Голоса безмолвия - Андре Мальро
Шрифт:
Интервал:
Закладка:
В умирающей империи боги вернули себе непоколебимое господство. Вместе с империей гибло профанное искусство. Улыбающиеся лица Аттики и Александрии и полные достоинства лица Капитолия были так же чужды пустыне, лесу, катакомбам, ночному миру звезд и крови, как Плутарх Блаженному Августину. Искусство так же упорно чуралось всего человеческого, как в Греции IV века оно к нему стремилось. Исчезает улыбка, исчезает движение; все, что шевелится, все, что преходяще, не стоит труда быть запечатленным в скульптуре. Вновь появляется торжественный монстр Востока и кочевников, но ни неподвижность, ни отсутствие человечности сами по себе не становятся вечностью. Галло-римское искусство движется на ощупь в направлении, обратном Риму; искусство доисламской Аравии, от друзов до Петры и, возможно, до царицы Савской, отвергает римские лица с неистовством, какое вскоре подхватят иконоборцы; вместо носа у них – трапеция, вместо рта – черта. Что помешало тогдашнему Цадкину сделать нос не таким плоским и прорисовать губы? Он не хуже современных художников понимал, что такое иллюзия, но отвергал ее, хотя и руководствуясь иными мотивами. А у него за спиной, в каменистых долинах Гандхары, в зарослях ежевики, продолжалось шествие греко-римских форм, добравшееся до Тихого океана.
Несло ли каждое из этих искусств «упадка», захватившего в свою орбиту полмира, в себе собственное романское искусство? Вся скульптура южного Средиземноморья была уничтожена исламом. Только Персия вольно или невольно частично сохранила его гений. Оно превратилось в абстрактный декор повсеместного разложения, которое обрело высшую степень выразительности в Египте, в некоторых образцах коптского искусства. И оно заживо похоронило то движение на ощупь, которое для живописи то же, что Пальмира – для скульптуры; темное искусство, возможно, было бы не меньше проникнуто христианством, чем искусство катакомб – духом Файюма.
Оно тоже представляет собой кладбище, где покоятся вперемешку и великие, и самые скромные. Ремесленников не заботили ни искусство, ни грядущее; они делились своими образами с гробами – в отличие от своих коллег из Пальмиры, которых интересовали надгробия. Забудем о ремесленническом производстве, поскольку в наших музеях собрано то, что выше его по качеству, но не о том, что на подлинное искусство, как и на любое коллективное искусство авторства неизвестных исполнителей, мощное влияние оказывало сочетание индивидуального лица и присутствие смерти.

Сохранённые записи
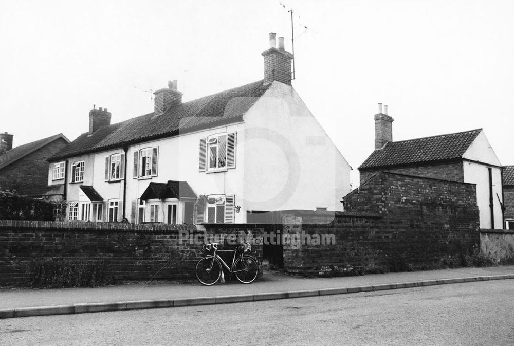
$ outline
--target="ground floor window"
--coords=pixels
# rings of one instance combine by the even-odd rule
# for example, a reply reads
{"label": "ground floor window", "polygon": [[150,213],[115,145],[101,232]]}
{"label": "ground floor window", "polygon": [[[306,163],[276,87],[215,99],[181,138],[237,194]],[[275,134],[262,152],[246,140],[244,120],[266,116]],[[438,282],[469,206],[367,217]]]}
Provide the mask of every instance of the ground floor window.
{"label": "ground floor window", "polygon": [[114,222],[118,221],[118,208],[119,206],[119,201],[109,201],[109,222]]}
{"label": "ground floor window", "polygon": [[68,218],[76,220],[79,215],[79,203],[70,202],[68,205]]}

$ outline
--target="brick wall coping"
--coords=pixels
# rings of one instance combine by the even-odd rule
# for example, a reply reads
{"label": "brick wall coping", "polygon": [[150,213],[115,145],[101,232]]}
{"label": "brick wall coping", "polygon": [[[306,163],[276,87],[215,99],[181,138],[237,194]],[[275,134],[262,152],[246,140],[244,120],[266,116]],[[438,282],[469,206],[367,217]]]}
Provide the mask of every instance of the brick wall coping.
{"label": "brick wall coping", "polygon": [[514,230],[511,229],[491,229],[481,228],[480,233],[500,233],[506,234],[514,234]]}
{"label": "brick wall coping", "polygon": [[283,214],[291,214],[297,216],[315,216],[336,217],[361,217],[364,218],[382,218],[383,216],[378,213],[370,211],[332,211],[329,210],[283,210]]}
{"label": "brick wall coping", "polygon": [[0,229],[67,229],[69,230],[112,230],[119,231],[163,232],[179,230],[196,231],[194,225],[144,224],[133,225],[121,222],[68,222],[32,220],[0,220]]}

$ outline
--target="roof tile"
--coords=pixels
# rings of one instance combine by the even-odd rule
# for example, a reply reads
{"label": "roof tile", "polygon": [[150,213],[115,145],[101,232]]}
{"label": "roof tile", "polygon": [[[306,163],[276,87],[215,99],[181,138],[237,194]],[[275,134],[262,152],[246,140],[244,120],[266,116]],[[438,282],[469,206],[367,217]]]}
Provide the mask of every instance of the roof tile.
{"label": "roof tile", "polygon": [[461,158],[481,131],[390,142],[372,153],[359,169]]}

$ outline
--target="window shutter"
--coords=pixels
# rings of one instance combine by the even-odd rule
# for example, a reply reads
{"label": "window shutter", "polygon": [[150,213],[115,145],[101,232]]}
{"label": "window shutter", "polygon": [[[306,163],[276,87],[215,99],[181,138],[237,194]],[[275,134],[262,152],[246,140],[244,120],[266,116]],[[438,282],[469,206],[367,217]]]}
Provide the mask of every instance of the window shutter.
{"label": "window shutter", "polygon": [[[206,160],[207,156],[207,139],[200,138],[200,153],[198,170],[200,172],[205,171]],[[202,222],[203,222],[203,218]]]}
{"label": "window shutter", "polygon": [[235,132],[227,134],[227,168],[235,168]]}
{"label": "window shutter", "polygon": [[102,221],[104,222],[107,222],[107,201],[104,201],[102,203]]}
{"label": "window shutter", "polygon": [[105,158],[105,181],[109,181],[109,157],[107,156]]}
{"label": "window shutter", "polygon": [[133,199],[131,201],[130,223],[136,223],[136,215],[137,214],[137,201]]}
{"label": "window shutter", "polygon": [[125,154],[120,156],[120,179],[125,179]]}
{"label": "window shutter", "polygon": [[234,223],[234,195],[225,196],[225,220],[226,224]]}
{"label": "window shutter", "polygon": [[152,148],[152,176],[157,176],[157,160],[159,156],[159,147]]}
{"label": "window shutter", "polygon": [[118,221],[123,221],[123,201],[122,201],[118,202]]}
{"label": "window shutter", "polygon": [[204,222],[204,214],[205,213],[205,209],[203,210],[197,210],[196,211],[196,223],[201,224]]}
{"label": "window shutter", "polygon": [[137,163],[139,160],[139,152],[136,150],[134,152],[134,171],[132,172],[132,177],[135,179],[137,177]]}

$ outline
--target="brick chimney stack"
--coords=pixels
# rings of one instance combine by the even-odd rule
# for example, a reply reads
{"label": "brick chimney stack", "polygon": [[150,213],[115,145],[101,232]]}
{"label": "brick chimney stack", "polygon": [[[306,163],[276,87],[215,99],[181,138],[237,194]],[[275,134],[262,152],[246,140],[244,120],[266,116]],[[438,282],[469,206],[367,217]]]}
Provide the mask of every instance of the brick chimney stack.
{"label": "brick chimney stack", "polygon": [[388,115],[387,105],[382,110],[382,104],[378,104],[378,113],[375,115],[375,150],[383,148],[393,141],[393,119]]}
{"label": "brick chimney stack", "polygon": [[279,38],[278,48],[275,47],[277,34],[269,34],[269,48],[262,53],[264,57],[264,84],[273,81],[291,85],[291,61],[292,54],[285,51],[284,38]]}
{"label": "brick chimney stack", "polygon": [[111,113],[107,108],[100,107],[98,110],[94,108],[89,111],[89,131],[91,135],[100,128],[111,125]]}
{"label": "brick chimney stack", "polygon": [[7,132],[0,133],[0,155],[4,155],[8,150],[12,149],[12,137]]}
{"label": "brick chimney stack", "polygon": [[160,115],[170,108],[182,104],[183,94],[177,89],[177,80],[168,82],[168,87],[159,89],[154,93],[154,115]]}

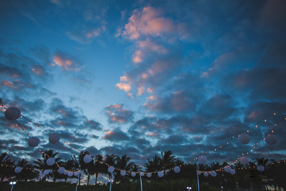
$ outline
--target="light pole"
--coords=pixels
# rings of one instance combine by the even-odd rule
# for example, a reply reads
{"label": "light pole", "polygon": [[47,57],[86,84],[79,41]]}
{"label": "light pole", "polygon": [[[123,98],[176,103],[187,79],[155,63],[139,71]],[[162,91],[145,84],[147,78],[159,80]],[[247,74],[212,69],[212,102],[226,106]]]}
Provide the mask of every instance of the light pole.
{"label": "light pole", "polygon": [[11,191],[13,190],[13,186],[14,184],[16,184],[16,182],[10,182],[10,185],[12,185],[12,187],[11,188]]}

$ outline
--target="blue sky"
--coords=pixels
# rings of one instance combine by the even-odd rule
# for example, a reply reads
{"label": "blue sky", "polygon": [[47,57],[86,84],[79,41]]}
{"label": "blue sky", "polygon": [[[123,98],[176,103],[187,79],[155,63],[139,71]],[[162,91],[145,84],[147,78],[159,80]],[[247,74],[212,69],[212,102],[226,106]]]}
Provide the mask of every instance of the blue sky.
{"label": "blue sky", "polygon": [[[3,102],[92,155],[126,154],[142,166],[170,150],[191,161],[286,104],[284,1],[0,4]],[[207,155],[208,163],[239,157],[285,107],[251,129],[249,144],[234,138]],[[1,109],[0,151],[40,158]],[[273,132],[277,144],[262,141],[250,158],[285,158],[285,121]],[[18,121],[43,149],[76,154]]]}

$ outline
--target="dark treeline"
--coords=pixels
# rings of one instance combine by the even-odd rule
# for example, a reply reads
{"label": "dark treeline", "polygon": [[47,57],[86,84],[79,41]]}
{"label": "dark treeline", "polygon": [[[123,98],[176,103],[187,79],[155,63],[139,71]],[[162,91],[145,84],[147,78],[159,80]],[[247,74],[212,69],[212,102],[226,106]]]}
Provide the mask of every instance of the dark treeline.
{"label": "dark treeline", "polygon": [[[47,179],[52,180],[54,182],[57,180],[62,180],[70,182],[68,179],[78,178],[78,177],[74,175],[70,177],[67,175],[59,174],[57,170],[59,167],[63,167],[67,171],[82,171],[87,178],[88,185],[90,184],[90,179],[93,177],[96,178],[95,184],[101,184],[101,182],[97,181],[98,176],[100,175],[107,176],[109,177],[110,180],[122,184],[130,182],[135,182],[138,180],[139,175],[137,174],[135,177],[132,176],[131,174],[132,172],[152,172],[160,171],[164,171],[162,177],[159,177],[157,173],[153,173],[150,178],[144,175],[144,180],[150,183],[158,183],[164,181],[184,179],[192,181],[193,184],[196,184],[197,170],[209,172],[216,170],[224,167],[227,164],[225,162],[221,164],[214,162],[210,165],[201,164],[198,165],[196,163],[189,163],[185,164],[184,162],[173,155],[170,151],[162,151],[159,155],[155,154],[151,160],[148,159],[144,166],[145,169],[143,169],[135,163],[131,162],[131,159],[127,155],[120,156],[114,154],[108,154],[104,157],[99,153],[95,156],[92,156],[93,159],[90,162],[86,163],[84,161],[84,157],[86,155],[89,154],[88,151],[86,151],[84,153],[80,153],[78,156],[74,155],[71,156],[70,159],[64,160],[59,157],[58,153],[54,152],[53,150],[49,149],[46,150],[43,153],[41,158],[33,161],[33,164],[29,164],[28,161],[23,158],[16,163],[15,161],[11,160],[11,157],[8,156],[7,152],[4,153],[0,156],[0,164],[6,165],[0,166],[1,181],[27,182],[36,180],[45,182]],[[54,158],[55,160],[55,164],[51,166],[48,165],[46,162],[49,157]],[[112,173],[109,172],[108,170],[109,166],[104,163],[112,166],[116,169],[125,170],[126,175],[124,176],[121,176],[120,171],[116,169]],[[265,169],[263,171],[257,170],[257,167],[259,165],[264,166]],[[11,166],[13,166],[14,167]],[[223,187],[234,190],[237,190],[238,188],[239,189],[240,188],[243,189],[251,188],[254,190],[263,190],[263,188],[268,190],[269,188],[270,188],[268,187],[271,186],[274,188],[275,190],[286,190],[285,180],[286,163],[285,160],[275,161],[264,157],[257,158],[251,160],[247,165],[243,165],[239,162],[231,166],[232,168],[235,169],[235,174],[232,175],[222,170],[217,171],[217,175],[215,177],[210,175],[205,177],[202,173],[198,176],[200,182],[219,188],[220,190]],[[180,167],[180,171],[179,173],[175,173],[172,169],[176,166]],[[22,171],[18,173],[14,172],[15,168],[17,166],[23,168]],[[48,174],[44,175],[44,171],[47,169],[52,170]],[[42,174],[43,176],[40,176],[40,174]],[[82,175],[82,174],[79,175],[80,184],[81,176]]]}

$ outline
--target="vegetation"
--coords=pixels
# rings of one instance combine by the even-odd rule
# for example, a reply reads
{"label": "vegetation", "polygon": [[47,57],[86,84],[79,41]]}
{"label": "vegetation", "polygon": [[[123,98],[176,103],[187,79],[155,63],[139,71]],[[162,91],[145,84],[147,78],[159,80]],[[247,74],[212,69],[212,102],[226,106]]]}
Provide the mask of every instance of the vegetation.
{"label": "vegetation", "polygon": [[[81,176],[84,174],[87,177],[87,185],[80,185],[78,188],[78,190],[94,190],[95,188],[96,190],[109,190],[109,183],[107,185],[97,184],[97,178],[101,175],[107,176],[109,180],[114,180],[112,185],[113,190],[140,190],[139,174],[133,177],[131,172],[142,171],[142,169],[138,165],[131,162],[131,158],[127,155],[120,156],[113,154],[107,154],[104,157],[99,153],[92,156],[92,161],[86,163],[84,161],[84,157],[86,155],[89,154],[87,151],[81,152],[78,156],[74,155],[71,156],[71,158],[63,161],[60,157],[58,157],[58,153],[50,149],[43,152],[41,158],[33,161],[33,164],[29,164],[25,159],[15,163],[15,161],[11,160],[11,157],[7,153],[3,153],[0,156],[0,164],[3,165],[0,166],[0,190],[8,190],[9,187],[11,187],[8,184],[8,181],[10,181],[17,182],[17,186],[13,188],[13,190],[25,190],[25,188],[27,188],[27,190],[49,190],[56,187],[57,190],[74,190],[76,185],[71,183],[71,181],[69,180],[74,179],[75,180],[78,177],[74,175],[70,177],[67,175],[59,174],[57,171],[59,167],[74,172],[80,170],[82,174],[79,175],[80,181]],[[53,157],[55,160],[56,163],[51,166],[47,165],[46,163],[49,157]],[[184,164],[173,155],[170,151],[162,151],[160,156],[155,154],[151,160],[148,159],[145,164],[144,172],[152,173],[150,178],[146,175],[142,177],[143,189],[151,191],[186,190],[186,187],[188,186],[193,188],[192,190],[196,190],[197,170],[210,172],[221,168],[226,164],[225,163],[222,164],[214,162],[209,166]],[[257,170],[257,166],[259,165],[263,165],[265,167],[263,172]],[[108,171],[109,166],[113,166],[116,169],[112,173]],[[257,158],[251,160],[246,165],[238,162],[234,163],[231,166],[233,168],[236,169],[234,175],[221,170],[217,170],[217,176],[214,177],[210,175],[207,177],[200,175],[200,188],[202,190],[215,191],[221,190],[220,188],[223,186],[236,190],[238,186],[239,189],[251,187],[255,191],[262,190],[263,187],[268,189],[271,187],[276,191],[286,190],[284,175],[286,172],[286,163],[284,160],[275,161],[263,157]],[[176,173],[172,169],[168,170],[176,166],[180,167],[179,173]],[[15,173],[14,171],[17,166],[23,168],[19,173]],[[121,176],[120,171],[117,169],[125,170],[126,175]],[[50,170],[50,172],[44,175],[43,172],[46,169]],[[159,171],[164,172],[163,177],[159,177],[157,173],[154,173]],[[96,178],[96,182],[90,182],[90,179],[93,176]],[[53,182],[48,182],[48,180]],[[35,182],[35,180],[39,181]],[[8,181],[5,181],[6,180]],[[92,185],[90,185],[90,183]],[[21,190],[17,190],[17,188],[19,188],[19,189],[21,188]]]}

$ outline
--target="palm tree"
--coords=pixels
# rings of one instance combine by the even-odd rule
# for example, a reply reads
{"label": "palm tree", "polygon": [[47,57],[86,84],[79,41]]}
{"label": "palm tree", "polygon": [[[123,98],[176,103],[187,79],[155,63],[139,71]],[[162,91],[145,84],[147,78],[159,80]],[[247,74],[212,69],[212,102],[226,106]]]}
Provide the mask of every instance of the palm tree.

[Задания]:
A) Назовите всех людей, которые упомянуты по имени или титулу в отрывке об искусстве умирающей империи. Автора из заголовка не учитывайте.
B) Продолжите отрывок об искусстве умирающей империи с того места, где он заканчивается.

[Ответы по заданиям]:
A) Плутарх, Блаженный Августин, царица Савская, Цадкин.

B)
Оно не изобрело ни портрет, доставшийся в наследство от Рима, ни смерть, которая в Египте чувствовала себя как дома. Но римский портрет был антиподом посмертного образа; изображения на этрусских могилах представляли иной характер вечности, и когда смерть понемногу завладела Римом, изменилась и природа мраморного портрета. Живописный портрет, бедный родственник бюста, ориентировался на жизнь. (Миниатюрные портреты на позолоченном стекле наводят на мысль о фотографиях, которые иногда можно видеть у нас на могилах.) Задумка авторов изображений из Файюма, какими бы ремесленниками они ни были, поражает амбициозностью: древняя земля смерти снова притягивает к себе живых и требует от мумий, чтобы они подарили им вечность.
Пожалуй, ни один великий народ не был с такой глубиной и постоянством лишен изобразительного стиля, как римский. Под этим я подразумеваю не только то, что он заимствовал чужие формы, но и то, что у него не оказалось такого же гения, как тот, что позволил Ирану или Японии создать на основе ассимилированных форм нечто качественное и долговременное. Вкусы Рима эпохи Августа (неправда, что монумент в честь Виктора Эммануила II, который сегодня возвышается над городом, не римский по духу) были схожи со вкусами Второй империи, а его дух заметно отличался от того, что мы ощущаем в Национальном археологическом музее Неаполя.
Иллюзия, что этот музей является хранилищем античной живописи, сыграла немалую роль в нашем восприятии последней, однако возрождение через два тысячелетия захиревшего сегодня Довилля создало бы очень странное впечатление о западной живописи. Впрочем, последние раскопки Помпеи, показавшие, в каких местах располагались вывески и «мебельные лавки», говорят о том, что эта живопись представляла собой вульгаризацию. Персонажи, намалеванные в стиле Маньяско и напоминающие жанр сенжери, наверняка выглядели бы так же смехотворно в сравнении с поверхностным, но блестящим искусством, стоящим за ними, как «копии» Тимомаха в сравнении с оригиналом – приблизительно как репродукции «Джоконды» на наших календарях.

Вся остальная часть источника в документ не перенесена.